Copy out all of the material, matching it word for word.
——
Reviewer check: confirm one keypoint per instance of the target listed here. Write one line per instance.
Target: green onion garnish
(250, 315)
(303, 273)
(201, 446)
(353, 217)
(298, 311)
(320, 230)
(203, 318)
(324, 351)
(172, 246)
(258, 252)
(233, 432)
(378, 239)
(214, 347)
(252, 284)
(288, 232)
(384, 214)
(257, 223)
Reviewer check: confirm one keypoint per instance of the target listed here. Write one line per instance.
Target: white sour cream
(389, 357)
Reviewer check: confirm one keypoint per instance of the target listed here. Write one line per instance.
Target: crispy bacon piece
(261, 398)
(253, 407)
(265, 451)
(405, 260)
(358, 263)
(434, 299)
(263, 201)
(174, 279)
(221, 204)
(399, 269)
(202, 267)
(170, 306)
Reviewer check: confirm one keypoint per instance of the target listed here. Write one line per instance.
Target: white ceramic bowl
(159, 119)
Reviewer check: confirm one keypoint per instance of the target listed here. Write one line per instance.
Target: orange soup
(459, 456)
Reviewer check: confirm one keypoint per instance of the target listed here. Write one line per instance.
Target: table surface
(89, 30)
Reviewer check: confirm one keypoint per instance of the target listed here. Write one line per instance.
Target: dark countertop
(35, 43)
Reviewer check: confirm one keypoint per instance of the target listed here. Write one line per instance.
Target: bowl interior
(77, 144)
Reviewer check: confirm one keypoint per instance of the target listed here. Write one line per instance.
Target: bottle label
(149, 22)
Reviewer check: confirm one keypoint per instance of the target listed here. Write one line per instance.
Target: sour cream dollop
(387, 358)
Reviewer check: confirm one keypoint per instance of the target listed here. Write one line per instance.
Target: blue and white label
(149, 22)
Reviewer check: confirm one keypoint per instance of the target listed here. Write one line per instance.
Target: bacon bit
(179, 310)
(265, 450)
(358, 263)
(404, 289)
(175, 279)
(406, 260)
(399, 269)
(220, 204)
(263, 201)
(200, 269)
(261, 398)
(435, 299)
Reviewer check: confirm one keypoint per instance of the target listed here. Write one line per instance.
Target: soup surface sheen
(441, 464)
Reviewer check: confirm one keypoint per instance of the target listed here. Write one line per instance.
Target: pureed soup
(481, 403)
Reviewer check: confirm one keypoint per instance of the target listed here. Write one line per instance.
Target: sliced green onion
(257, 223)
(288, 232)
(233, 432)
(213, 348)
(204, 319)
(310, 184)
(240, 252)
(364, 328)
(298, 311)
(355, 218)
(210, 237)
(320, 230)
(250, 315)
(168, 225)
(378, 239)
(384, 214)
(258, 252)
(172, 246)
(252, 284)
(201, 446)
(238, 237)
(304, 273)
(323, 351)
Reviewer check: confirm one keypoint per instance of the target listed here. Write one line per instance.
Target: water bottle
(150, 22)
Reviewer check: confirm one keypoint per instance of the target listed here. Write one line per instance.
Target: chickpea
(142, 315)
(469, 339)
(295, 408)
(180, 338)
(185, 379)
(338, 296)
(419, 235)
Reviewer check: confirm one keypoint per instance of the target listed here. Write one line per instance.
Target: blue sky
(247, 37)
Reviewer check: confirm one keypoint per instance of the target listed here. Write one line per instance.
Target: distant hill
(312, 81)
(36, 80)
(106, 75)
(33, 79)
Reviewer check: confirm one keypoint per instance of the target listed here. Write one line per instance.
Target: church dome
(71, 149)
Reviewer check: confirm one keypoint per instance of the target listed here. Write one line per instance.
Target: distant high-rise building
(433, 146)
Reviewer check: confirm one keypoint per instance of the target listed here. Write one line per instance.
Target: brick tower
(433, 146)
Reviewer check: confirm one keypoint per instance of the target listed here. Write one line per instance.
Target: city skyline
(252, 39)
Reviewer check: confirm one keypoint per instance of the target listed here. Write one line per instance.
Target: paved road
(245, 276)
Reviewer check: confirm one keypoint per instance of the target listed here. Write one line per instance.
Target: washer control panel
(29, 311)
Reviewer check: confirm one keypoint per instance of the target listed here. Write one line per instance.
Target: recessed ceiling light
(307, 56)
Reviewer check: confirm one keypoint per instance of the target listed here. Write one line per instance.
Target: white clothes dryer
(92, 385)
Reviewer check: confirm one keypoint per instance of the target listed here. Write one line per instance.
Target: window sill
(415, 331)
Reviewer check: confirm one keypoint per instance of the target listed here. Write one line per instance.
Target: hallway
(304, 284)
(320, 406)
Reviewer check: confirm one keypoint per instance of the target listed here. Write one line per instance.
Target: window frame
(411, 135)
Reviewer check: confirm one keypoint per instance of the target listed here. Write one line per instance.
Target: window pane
——
Finished task:
Reviewer check: confirm one keypoint per instance of the target listed here. Write one line per instance.
Target: green onion garnish
(250, 315)
(303, 273)
(201, 446)
(353, 217)
(298, 311)
(320, 230)
(203, 318)
(324, 351)
(172, 246)
(258, 252)
(233, 432)
(378, 239)
(214, 347)
(252, 284)
(288, 232)
(384, 214)
(257, 223)
Reviewer check: confirm one keypoint per instance of the target listed here. Write one line per instance.
Target: white sour cream
(389, 357)
Reviewer check: confirm one keypoint per instance of the target listed here. Write one line per instance.
Target: crispy bacon piece
(261, 398)
(253, 407)
(265, 451)
(405, 260)
(358, 263)
(434, 299)
(263, 201)
(174, 279)
(221, 204)
(399, 269)
(202, 267)
(170, 306)
Reviewer check: confirm one keypoint per instance of the target listed here. Write one line per instance.
Target: white ceramic bowl
(159, 119)
Reviewer check: confirm one keypoint per instance of the target listed here. Write one line per instance.
Target: orange soup
(459, 456)
Reviewer check: confirm one keypoint per instance of the target listed here. Write one line per instance.
Target: table surface
(89, 30)
Reviewer check: confirm one keypoint per instance of the target listed here. Write one line per instance.
Target: dark countertop
(35, 43)
Reviewer check: confirm one keypoint per instance of the target listed here. Write one line per instance.
Target: bowl interior
(77, 144)
Reviewer check: confirm one keypoint per instance of the target listed here. Write one line per instance.
Target: bottle label
(149, 22)
Reviewer check: confirm one keypoint per instance of the target listed here. Write one line per instance.
Target: sour cream dollop
(387, 358)
Reviewer check: confirm one keypoint per instance of the target listed here. Write one line per instance.
Target: blue and white label
(149, 22)
Reviewer check: confirm one keypoint per instance of the target listed here. Write one line per instance.
Target: bacon bit
(179, 310)
(265, 450)
(358, 263)
(404, 289)
(175, 279)
(406, 260)
(399, 269)
(220, 204)
(263, 201)
(200, 269)
(261, 398)
(435, 299)
Reviewer check: confirm one keypoint per instance of the target listed here. Write one line per instance.
Target: soup surface sheen
(441, 464)
Reviewer check: confirm one keypoint per instance of the target listed here. Write one line per instance.
Target: pureed soup
(481, 403)
Reviewer check: confirm one keypoint per instance of the target listed here. Write one line per instance.
Target: sliced green onion
(257, 223)
(288, 232)
(233, 432)
(213, 348)
(204, 319)
(310, 184)
(240, 252)
(364, 328)
(298, 311)
(355, 218)
(210, 237)
(320, 230)
(250, 315)
(168, 225)
(378, 239)
(384, 214)
(258, 252)
(172, 246)
(252, 284)
(201, 446)
(238, 237)
(304, 273)
(323, 351)
Reviewer check: confirm one keypoint per instance of the target listed here. Write one line per instance.
Target: water bottle
(150, 22)
Reviewer check: confirm one keypoint per instance of the target listed here. Write one line per instance.
Target: chickpea
(142, 315)
(469, 339)
(295, 408)
(180, 338)
(185, 379)
(338, 296)
(419, 235)
Reviewer check: confirm one keypoint per instance of the target listed here. Write one line per instance.
Target: blue sky
(247, 37)
Reviewer check: confirm one keypoint per instance of the target listed here. Write one line per instance.
Target: distant hill
(312, 81)
(36, 80)
(106, 75)
(33, 79)
Reviewer check: confirm one keypoint per instance of the target listed here. Write one line per instance.
Target: church dome
(71, 149)
Reviewer check: confirm one keypoint per instance of the target listed here. Write one line per instance.
Target: distant high-rise building
(433, 146)
Reviewer check: confirm one keypoint per instance of the target listed here. Write one line per instance.
Target: brick tower
(433, 146)
Reviewer check: confirm one keypoint per instance of the target listed here. Write one line per instance.
Target: city skyline
(252, 39)
Reviewer check: confirm one keypoint per instance of the target listed here. Write one line per instance.
Target: paved road
(245, 276)
Reviewer check: confirm one keypoint per instance of the target listed here. Write one line per instance.
Target: washer control panel
(29, 311)
Reviewer check: confirm one keypoint per instance of the target listed here. Write one line per instance.
Target: recessed ceiling light
(307, 56)
Reviewer check: confirm one keypoint per instance of the target listed here. Write one line per instance.
Target: white clothes dryer
(92, 385)
Reviewer check: confirm one keypoint per instance of the target listed here. Write one line per instance.
Target: window sill
(415, 331)
Reviewer check: confirm one keypoint per instance of the target listed here. Write one line per instance.
Target: hallway
(304, 284)
(320, 406)
Reviewer check: confirm one keypoint per instance of the target listed here. Write one line per instance.
Target: window frame
(411, 135)
Reviewer check: confirm one keypoint per instance of the target listed here. Write one line per instance.
Target: window pane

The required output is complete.